Extracted information>
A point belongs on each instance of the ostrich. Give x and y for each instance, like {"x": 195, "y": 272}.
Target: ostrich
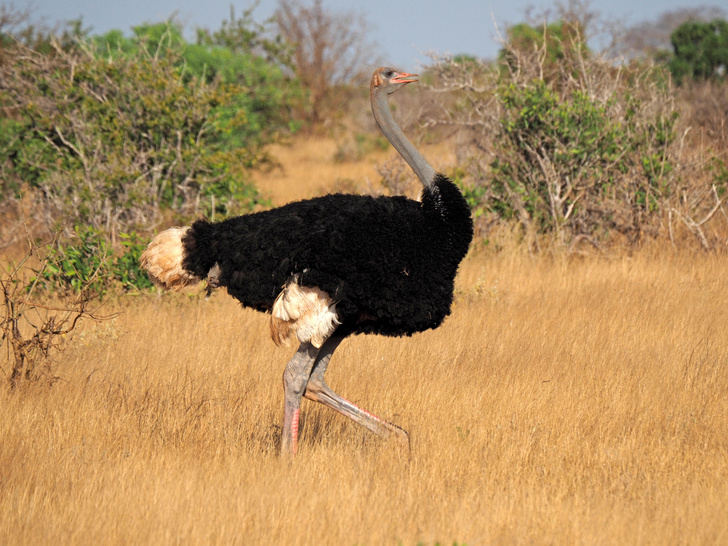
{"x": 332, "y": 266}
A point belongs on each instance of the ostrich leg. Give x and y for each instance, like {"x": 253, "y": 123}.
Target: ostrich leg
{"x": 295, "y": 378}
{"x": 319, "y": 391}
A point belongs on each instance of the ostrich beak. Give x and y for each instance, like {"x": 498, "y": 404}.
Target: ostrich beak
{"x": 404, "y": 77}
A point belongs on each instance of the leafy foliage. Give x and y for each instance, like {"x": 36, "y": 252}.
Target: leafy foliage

Exercise objective> Print the material above word for word, from the first line to the last, leaving out the pictures.

Response to this task>
A point belongs on each instance of the ostrich. Give x and y for each instance, like {"x": 195, "y": 272}.
Target: ostrich
{"x": 332, "y": 266}
A point belongs on each instance of the ostrich leg. Give x and y for each instance, like {"x": 253, "y": 123}.
Target: ostrich leg
{"x": 295, "y": 378}
{"x": 319, "y": 391}
A point belongs on each instance of the ostrich beak. Give x and y for each instance, like {"x": 498, "y": 404}.
Target: ostrich beak
{"x": 404, "y": 77}
A point belongs on each instance of the leafy foliage. Give x and y for each instance, like {"x": 36, "y": 252}.
Target: leafy foliage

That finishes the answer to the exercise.